▶ _About this task_
Please copy out the blog post below about Jay's birth word for word, from start to finish.

▶ _Page excerpt_
>>>

I’m back to blogging! It’s been a while and thought I’d introduce our new addition! Jay Thomas Barbour was born on Tuesday, January 12th at 1:36am just moments before a snowstorm in Pittsburgh. Our big guy weighed 8 pounds even and measured 21 inches long. He was my largest baby and quickest labor – only FOUR hours!! He has the biggest eyes and hands and is as sweet as can be!
Because I’m so far behind, he is currently 10 weeks, almost 14 pounds, and 24 1/2 inches long! His doctor told me our Jaybird, as we call him, is as big as a four month old!
I still wake up in the morning and find it hard to believe we have three children now! It’s a busy, a bit like herding cats, but it’s been incredibly fun. I’ve been meaning to update sooner, but by the time I sit down after dinner I’m just about zonked out for the night and I wanted to give a thorough(ish) update.
Jay is two months old now, and it was around this time we noticed Paige wasn’t meeting certain milestones. Of course, babies develop at different times, but we knew her vision wasn’t what it should be. As you can imagine, I’m a little hypersensitive about development after what we’ve been through with Paige. I’m happy to report that Jay is currently right on track and reminds me a lot of our Will as a baby.
It’s honestly very thrilling with a little bittersweetness mixed in to watch him grow. The first smile, batting at toys, cooing, putting pressure on legs, and grasping items have been so exciting to watch. I cry all the time when I see Jay doing these things. At the same time, I’m reminded of the anxiety and worry I felt when Paige wasn’t doing this and it makes me sad because this was the start of our journey to a diagnosis. I remember how I felt during that time and I look at her now and I’m so proud. So. Incredibly. Proud.

<<<

▶ _Material supplied_
>>>

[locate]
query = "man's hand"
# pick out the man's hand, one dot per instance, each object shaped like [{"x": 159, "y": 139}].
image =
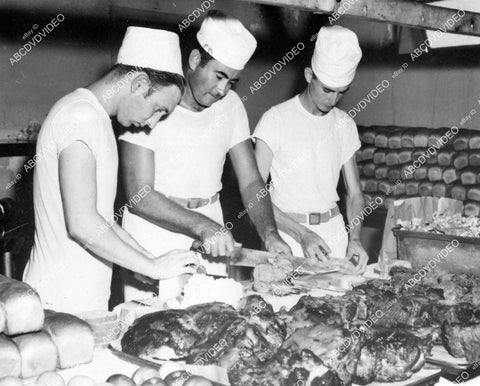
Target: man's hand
[
  {"x": 275, "y": 244},
  {"x": 174, "y": 263},
  {"x": 217, "y": 240},
  {"x": 314, "y": 247},
  {"x": 355, "y": 248}
]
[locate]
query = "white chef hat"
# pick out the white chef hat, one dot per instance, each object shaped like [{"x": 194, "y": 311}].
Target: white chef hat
[
  {"x": 227, "y": 40},
  {"x": 151, "y": 48},
  {"x": 336, "y": 56}
]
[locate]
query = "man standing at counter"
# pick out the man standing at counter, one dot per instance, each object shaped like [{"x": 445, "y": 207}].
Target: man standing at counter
[
  {"x": 75, "y": 178},
  {"x": 304, "y": 143},
  {"x": 183, "y": 156}
]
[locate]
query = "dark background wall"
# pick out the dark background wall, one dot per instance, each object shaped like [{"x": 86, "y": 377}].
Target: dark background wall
[{"x": 437, "y": 90}]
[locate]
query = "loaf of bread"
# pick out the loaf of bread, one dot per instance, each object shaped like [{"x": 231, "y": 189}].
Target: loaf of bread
[
  {"x": 72, "y": 336},
  {"x": 10, "y": 361},
  {"x": 450, "y": 175},
  {"x": 368, "y": 152},
  {"x": 474, "y": 141},
  {"x": 379, "y": 156},
  {"x": 425, "y": 188},
  {"x": 22, "y": 305},
  {"x": 459, "y": 192},
  {"x": 411, "y": 188},
  {"x": 391, "y": 158},
  {"x": 460, "y": 160},
  {"x": 435, "y": 173},
  {"x": 445, "y": 157},
  {"x": 381, "y": 172},
  {"x": 38, "y": 353},
  {"x": 471, "y": 209}
]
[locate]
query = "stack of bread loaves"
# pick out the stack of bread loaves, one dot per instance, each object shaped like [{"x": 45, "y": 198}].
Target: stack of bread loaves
[{"x": 32, "y": 340}]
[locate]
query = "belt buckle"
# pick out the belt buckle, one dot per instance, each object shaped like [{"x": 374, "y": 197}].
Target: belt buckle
[
  {"x": 193, "y": 203},
  {"x": 314, "y": 218}
]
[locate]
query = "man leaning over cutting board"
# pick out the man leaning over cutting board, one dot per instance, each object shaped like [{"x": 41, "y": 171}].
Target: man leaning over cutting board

<<<

▶ _Task solution_
I’m back to blogging! It’s been a while and thought I’d introduce our new addition! Jay Thomas Barbour was born on Tuesday, January 12th at 1:36am just moments before a snowstorm in Pittsburgh. Our big guy weighed 8 pounds even and measured 21 inches long. He was my largest baby and quickest labor – only FOUR hours!! He has the biggest eyes and hands and is as sweet as can be!
Because I’m so far behind, he is currently 10 weeks, almost 14 pounds, and 24 1/2 inches long! His doctor told me our Jaybird, as we call him, is as big as a four month old!
I still wake up in the morning and find it hard to believe we have three children now! It’s a busy, a bit like herding cats, but it’s been incredibly fun. I’ve been meaning to update sooner, but by the time I sit down after dinner I’m just about zonked out for the night and I wanted to give a thorough(ish) update.
Jay is two months old now, and it was around this time we noticed Paige wasn’t meeting certain milestones. Of course, babies develop at different times, but we knew her vision wasn’t what it should be. As you can imagine, I’m a little hypersensitive about development after what we’ve been through with Paige. I’m happy to report that Jay is currently right on track and reminds me a lot of our Will as a baby.
It’s honestly very thrilling with a little bittersweetness mixed in to watch him grow. The first smile, batting at toys, cooing, putting pressure on legs, and grasping items have been so exciting to watch. I cry all the time when I see Jay doing these things. At the same time, I’m reminded of the anxiety and worry I felt when Paige wasn’t doing this and it makes me sad because this was the start of our journey to a diagnosis. I remember how I felt during that time and I look at her now and I’m so proud. So. Incredibly. Proud.